§ TASKS TO CARRY OUT:
(a) Name each person who posts in the co-op board discussion below.
(b) Gather every line of the records that contains the word "concrete".

§ SOURCE:
::::

Frank: Would love some feedback about the following: we have a board sales package for review. In the contract of sale the owner and purchaser made an agreement which allows the seller to stay in the cooperative up to three months after the sale. Our building has a sublet policy and sublet fees. The seller states in the agreement with the purchaser [that] the seller would simply continue paying maintenance.

As a board member, my strong thoughts are that this sounds like a sublet and would first need board approval and fees would apply. The contract of sale agreement must follow building rules and this agreement should be reviewed by the co-op’s attorney. Furthermore, once the transfer is done maintenance must be paid by the new owners. The building simply cannot accept seller checks after sale.

While boards need to have some flexibility and fairness, a sale is a sale and our proprietary lease and building rules trump all else. Thoughts?

Steve-Inwood: While I agree with you, maybe the clause is facilitating the sale. I would inquire further as to the reasons. I wouldn’t necessarily hang your hat on a three-month deal. Maybe just collect the three months of sublet fees as a condition of the sale; and have the seller pay three months of maintenance at the time of sale for the buyer. My suggestion is to facilitate the sale without causing unnecessary roadblocks.

Chris: We had a similar circumstance and voted not to allow it based on the fact that our proprietary lease does not allow a new purchaser to sublet an apartment until one year after purchasing it.

::::

§ DATA EXCERPTS:
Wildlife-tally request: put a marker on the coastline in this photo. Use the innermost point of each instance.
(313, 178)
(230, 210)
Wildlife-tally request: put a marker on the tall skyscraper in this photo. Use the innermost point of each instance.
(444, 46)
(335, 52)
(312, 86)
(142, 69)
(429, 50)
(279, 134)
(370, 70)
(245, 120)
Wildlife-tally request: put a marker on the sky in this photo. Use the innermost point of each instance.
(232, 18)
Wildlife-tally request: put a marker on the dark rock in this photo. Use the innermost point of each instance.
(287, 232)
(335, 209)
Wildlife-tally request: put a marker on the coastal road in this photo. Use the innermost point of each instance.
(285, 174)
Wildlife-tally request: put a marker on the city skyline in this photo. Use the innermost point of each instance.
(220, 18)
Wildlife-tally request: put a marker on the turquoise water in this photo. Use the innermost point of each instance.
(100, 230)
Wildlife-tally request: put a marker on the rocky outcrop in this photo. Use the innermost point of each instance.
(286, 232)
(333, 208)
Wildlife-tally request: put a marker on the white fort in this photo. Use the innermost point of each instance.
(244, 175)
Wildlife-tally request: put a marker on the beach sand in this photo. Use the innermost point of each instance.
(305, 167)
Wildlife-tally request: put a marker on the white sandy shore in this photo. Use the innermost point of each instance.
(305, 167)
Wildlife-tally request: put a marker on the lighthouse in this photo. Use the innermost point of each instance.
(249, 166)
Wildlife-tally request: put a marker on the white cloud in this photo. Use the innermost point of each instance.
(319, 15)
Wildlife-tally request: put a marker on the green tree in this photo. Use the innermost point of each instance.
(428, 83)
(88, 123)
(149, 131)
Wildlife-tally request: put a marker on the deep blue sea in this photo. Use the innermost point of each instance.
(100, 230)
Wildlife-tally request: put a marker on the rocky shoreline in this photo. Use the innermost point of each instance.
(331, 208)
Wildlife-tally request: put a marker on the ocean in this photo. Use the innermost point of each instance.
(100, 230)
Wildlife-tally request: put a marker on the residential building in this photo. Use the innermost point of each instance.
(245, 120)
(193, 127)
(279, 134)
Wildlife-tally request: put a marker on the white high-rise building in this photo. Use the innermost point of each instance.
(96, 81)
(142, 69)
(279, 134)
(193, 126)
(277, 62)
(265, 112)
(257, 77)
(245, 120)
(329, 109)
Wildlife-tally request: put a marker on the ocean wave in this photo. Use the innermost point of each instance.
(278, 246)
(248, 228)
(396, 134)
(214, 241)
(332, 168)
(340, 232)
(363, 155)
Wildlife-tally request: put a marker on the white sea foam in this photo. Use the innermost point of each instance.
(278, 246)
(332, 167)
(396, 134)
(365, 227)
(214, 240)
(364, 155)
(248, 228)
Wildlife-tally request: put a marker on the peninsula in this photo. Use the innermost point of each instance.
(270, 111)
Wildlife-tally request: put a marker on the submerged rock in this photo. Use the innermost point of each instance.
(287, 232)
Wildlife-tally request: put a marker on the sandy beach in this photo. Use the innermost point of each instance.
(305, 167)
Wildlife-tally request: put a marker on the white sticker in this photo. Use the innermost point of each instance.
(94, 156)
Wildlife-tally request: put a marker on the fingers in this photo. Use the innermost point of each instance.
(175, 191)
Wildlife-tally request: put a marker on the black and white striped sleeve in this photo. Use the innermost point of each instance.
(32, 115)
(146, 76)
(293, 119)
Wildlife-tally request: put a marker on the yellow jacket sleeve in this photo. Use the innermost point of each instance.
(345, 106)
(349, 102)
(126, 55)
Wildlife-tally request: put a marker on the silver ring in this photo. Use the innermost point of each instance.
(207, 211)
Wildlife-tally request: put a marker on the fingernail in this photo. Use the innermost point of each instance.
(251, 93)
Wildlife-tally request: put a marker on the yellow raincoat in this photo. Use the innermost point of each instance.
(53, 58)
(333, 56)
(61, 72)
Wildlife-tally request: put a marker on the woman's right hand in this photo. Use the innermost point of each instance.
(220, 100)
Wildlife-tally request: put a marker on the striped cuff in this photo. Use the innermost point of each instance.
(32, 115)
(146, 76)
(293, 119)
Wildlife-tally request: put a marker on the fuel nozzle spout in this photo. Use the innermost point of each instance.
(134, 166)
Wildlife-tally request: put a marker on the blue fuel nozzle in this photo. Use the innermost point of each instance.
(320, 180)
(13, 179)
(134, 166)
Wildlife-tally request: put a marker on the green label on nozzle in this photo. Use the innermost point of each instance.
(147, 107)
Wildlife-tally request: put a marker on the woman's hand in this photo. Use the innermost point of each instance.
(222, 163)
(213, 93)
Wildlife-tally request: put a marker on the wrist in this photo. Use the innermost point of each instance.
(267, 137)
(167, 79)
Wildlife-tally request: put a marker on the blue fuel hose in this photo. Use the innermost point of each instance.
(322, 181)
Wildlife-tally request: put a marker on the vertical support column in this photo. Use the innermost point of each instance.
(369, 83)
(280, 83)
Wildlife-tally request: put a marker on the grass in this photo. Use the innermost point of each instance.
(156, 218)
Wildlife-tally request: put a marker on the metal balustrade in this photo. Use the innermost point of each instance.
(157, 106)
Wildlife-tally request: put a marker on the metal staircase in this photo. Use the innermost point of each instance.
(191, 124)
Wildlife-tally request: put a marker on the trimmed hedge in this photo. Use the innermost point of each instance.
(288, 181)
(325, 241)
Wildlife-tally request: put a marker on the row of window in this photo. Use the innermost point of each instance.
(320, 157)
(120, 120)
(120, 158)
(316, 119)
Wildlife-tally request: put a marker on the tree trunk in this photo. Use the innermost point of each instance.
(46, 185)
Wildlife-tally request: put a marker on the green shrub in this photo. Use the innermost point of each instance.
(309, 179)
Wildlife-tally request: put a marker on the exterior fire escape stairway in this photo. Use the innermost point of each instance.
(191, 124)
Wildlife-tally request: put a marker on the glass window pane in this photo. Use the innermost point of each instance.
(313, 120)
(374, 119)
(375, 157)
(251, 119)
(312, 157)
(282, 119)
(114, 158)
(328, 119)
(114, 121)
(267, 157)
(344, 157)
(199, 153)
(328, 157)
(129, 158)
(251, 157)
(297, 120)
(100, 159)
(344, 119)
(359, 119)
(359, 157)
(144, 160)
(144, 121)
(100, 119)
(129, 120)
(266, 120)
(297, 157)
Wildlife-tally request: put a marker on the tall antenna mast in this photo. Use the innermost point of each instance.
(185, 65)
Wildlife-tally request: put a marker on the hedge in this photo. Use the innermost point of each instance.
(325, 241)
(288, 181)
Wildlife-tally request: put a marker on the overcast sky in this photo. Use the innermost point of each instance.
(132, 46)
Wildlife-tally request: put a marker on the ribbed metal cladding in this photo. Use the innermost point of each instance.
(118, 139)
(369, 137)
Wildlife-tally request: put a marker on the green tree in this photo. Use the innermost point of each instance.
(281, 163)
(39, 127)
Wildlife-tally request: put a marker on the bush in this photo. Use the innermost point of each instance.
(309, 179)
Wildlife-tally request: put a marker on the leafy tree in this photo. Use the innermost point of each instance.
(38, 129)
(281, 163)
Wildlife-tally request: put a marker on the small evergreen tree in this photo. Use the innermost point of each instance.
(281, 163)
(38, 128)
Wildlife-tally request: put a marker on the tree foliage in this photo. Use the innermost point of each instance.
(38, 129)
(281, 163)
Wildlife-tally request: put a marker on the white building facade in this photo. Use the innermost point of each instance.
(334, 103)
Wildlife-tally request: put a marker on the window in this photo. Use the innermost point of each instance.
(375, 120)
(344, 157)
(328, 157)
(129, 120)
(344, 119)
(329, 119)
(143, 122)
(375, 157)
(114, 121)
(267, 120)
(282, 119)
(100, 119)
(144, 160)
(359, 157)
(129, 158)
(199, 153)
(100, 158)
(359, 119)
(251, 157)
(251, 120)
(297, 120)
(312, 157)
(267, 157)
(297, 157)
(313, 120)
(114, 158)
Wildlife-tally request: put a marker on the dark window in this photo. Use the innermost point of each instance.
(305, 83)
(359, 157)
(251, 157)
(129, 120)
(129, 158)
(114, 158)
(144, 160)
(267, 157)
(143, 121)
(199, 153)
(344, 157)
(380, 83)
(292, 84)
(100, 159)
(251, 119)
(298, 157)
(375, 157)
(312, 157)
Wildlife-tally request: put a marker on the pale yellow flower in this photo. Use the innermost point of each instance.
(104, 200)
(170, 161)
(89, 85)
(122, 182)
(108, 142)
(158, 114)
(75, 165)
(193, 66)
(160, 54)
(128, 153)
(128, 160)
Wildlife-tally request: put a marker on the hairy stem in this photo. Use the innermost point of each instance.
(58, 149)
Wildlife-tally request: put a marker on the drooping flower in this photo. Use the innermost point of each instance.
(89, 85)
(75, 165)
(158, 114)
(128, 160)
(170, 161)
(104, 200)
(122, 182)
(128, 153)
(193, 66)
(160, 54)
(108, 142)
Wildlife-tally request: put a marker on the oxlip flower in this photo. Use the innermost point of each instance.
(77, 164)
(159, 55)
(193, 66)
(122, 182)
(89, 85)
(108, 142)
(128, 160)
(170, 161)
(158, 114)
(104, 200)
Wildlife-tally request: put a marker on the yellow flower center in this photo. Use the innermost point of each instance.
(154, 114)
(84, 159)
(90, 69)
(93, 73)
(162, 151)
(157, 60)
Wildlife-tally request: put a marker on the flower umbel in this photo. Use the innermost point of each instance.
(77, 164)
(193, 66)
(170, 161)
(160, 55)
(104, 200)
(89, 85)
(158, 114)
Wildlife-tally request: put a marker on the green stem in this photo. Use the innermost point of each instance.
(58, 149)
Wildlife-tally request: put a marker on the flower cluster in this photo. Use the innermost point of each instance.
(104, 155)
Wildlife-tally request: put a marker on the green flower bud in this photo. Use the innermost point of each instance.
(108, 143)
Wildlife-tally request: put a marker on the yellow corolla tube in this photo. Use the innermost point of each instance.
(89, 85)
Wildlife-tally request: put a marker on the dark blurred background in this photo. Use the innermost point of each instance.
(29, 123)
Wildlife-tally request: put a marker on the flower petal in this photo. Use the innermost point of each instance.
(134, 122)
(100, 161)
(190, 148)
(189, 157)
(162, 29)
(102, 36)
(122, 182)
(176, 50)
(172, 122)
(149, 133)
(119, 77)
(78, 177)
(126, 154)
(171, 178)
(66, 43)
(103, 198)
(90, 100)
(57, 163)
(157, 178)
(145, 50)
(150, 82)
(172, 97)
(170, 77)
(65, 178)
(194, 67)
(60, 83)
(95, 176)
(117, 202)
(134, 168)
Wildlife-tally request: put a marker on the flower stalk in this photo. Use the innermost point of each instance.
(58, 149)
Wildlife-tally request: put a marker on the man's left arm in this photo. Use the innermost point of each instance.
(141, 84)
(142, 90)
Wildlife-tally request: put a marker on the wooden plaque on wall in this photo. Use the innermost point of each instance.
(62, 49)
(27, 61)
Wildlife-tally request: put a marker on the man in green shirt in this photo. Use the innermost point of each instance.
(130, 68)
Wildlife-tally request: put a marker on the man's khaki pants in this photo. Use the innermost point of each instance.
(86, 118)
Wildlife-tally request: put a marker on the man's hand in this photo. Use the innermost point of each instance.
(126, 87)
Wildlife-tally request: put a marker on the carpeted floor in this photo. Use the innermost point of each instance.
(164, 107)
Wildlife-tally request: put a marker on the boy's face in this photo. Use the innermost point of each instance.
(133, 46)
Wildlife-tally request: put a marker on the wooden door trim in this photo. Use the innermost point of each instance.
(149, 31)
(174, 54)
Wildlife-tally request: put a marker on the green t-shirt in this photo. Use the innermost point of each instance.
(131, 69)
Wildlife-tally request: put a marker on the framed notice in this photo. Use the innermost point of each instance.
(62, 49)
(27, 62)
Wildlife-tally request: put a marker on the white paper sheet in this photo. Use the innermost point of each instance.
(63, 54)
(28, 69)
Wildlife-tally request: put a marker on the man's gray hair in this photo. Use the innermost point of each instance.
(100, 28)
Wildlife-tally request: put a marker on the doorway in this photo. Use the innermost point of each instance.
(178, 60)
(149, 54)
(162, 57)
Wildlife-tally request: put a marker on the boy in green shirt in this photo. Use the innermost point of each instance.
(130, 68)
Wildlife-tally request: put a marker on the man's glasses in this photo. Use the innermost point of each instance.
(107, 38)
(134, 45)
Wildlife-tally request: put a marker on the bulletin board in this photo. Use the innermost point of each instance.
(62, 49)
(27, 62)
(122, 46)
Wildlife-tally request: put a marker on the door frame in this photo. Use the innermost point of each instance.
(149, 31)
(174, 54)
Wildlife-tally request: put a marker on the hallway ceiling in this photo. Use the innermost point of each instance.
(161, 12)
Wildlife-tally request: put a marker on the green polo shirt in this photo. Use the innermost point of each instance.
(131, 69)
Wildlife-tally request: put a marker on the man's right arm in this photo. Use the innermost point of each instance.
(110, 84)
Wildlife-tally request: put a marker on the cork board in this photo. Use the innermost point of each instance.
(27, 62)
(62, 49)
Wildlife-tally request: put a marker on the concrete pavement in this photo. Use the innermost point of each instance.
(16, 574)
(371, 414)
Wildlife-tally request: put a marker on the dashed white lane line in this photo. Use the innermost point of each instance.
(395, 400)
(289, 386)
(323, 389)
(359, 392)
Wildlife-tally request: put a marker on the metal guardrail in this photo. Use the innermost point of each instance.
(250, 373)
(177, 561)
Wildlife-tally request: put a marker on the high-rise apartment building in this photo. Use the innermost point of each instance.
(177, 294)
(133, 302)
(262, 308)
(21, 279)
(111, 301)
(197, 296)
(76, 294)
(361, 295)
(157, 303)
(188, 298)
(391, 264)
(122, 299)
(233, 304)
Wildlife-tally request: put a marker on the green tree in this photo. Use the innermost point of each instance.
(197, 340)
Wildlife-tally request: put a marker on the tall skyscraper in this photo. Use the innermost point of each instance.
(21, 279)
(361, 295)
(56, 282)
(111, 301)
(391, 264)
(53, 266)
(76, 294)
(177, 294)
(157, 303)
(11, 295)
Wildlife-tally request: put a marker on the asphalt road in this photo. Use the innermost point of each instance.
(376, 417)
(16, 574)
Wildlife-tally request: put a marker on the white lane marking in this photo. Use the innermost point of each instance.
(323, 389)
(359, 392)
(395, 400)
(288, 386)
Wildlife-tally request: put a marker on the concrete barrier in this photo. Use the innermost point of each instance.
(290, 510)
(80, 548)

::::

§ OUTPUTS:
(a) Frank, Steve-Inwood, Chris

(b)
Wildlife-tally request: put a marker on the concrete pavement in this photo. Use the innermost point of each instance.
Wildlife-tally request: put a marker on the concrete barrier in this photo. Use the innermost point of each instance.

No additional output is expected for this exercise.